▶ _DATASET EXCERPTS_
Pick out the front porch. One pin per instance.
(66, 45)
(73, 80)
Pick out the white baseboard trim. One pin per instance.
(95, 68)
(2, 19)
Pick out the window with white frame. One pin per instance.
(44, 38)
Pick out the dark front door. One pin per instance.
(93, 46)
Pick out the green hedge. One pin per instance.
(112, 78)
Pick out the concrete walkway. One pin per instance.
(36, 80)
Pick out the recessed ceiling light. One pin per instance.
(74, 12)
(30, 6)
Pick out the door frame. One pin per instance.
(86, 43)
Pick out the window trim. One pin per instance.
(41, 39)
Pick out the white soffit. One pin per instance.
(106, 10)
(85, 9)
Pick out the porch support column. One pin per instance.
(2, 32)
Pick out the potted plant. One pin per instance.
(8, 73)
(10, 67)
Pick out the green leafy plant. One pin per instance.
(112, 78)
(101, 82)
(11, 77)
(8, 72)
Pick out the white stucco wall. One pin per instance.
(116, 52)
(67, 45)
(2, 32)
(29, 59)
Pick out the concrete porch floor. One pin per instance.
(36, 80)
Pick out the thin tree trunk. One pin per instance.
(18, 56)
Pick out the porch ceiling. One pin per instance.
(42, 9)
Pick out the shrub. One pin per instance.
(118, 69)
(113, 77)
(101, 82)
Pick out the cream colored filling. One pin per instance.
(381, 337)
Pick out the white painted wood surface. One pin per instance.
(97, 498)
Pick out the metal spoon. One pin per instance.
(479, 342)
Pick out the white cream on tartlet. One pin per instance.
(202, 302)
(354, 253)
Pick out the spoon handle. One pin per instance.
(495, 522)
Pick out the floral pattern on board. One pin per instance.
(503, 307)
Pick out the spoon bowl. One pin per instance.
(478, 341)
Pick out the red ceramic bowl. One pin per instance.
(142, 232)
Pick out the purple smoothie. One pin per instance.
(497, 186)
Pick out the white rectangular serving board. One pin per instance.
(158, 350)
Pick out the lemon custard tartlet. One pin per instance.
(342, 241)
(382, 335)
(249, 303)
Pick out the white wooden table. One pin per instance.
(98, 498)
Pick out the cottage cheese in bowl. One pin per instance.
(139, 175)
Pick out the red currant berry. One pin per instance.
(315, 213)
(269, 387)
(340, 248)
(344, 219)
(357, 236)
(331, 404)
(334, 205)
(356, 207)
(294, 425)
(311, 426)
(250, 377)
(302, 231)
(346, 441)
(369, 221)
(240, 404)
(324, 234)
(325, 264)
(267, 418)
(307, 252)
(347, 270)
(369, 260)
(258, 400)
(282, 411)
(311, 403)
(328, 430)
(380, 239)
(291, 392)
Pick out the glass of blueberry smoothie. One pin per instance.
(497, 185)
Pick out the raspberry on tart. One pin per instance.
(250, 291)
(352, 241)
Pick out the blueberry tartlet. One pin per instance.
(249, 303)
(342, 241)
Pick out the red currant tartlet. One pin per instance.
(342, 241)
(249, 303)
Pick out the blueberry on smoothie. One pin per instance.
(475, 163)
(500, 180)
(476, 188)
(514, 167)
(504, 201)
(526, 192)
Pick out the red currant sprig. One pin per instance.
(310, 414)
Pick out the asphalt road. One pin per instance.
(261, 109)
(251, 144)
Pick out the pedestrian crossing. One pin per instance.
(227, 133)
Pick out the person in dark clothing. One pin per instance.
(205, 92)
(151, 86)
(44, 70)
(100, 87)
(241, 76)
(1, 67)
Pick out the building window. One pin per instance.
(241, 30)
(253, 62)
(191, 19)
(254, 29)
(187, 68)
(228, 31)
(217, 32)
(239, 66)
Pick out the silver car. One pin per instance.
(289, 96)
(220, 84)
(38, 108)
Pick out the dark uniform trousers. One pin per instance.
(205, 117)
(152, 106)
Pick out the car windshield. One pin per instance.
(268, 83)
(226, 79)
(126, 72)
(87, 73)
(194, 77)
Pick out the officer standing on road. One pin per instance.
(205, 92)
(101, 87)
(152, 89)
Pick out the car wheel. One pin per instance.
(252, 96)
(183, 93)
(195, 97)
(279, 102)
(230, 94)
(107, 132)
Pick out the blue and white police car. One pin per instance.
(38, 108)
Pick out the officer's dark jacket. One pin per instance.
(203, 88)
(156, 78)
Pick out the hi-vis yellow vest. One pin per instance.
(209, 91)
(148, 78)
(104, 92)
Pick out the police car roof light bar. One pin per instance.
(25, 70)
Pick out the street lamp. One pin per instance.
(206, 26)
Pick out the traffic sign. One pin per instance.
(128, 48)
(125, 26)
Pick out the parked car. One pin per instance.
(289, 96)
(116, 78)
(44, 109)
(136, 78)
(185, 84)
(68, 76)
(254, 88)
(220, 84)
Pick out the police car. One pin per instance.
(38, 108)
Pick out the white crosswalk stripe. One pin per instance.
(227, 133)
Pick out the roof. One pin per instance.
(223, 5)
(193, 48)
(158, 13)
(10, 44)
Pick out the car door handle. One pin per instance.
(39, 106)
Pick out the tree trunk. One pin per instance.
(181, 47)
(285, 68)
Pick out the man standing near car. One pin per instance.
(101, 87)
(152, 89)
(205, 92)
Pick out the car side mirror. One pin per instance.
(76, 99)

▶ _YOUR INSTRUCTIONS_
The entries above should be repeated exactly, every one of them.

▶ _SOLUTION TO THE EXERCISE_
Pick out the front porch. One pin per instance.
(66, 45)
(73, 80)
Pick out the white baseboard trim. One pin per instance.
(95, 68)
(2, 19)
Pick out the window with white frame. One pin per instance.
(44, 38)
Pick out the dark front door. One pin per instance.
(93, 46)
Pick out the green hedge. One pin per instance.
(112, 78)
Pick out the concrete walkway. One pin per instance.
(36, 80)
Pick out the recessed ceiling light. One pin per instance.
(74, 12)
(30, 6)
Pick out the door frame. One pin per instance.
(86, 43)
Pick out the window trim. One pin per instance.
(41, 39)
Pick out the white soffit. One pin per instance.
(106, 10)
(85, 9)
Pick out the porch support column. One pin per instance.
(2, 32)
Pick out the potted plant. One pin per instance.
(8, 73)
(10, 67)
Pick out the green leafy plant. One pin per instance.
(112, 78)
(101, 82)
(11, 77)
(8, 72)
Pick out the white stucco wall. One pin per instance.
(116, 52)
(67, 45)
(2, 32)
(29, 59)
Pick out the concrete porch floor. One pin per instance.
(36, 80)
Pick out the thin tree trunk. One pin per instance.
(18, 56)
Pick out the porch ceiling. One pin per instance.
(42, 9)
Pick out the shrub. One pin per instance.
(118, 69)
(113, 77)
(101, 82)
Pick out the cream colored filling. One pin per instance.
(381, 337)
Pick out the white painted wood surface. One pin per instance.
(97, 498)
Pick out the metal spoon. One pin per instance.
(479, 342)
Pick out the white cream on tartlet. One pin per instance.
(202, 302)
(354, 253)
Pick out the spoon handle. One pin per instance.
(495, 522)
Pick out the floral pattern on board. One pin per instance.
(503, 307)
Pick out the spoon bowl. One pin per instance.
(478, 341)
Pick out the red ceramic bowl. One pin per instance.
(142, 232)
Pick out the purple smoothie. One pin per instance.
(497, 186)
Pick out the white rectangular serving board. One pin per instance.
(158, 350)
Pick out the lemon custard tartlet. One pin per instance.
(342, 241)
(382, 335)
(249, 303)
Pick out the white wooden table. One pin per instance.
(98, 498)
Pick out the cottage cheese in bowl. One pin per instance.
(139, 175)
Pick out the red currant berry. One pin per instance.
(315, 213)
(269, 387)
(340, 248)
(344, 219)
(357, 236)
(331, 404)
(334, 205)
(356, 207)
(294, 425)
(311, 426)
(250, 377)
(302, 231)
(346, 441)
(369, 221)
(240, 404)
(324, 234)
(325, 264)
(267, 418)
(307, 252)
(347, 270)
(369, 260)
(258, 400)
(282, 411)
(311, 403)
(328, 430)
(380, 239)
(291, 392)
Pick out the glass of blueberry smoothie. One pin per instance.
(497, 185)
Pick out the raspberry on tart. One pin per instance.
(250, 291)
(352, 241)
Pick out the blueberry tartlet. One pin per instance.
(249, 303)
(342, 241)
Pick out the red currant tartlet. One pin per instance.
(342, 241)
(249, 303)
Pick out the blueberry on smoothie. One pin per instance.
(475, 163)
(500, 180)
(476, 188)
(514, 167)
(504, 201)
(526, 192)
Pick out the red currant sprig. One pin per instance.
(310, 414)
Pick out the asphalt road. One pin per instance.
(261, 109)
(251, 144)
Pick out the pedestrian crossing. One pin per instance.
(227, 133)
Pick out the person in dark clothing. One pin per instance.
(205, 92)
(151, 86)
(44, 70)
(100, 87)
(241, 76)
(1, 67)
Pick out the building window. One pin per instance.
(241, 30)
(253, 62)
(191, 19)
(254, 29)
(187, 68)
(228, 31)
(217, 32)
(239, 66)
Pick out the silver car. One pin per instance.
(289, 96)
(220, 84)
(38, 108)
Pick out the dark uniform trousers. One pin per instance.
(205, 117)
(152, 106)
Pick out the car windshield. One pin per instance.
(268, 83)
(226, 79)
(126, 72)
(87, 73)
(194, 77)
Pick out the officer standing on road. One pin per instance.
(205, 92)
(101, 87)
(152, 89)
Pick out the car wheel. One pin per instance.
(252, 96)
(183, 93)
(195, 97)
(279, 102)
(230, 94)
(107, 132)
Pick out the blue and white police car. One pin per instance.
(38, 108)
Pick out the officer's dark jacket. One pin per instance.
(203, 88)
(156, 78)
Pick out the hi-vis yellow vest. One pin per instance.
(209, 91)
(148, 78)
(104, 92)
Pick out the police car roof light bar. One pin per instance.
(25, 70)
Pick out the street lamp. One pin per instance.
(206, 26)
Pick out the traffic sign. One pin per instance.
(128, 48)
(125, 26)
Pick out the parked car. One pin per instance.
(289, 96)
(116, 78)
(44, 109)
(136, 78)
(185, 84)
(68, 76)
(254, 88)
(220, 84)
Pick out the police car. One pin per instance.
(38, 108)
Pick out the white crosswalk stripe. One pin per instance.
(227, 133)
Pick out the roof. One pin per instance.
(223, 5)
(193, 48)
(158, 13)
(10, 44)
Pick out the car door handle. One pin per instance.
(39, 106)
Pick out the tree trunk. One pin per instance.
(181, 47)
(285, 68)
Pick out the man standing near car. One pin per instance.
(101, 87)
(152, 89)
(205, 92)
Pick out the car side mirror. One pin per instance.
(76, 99)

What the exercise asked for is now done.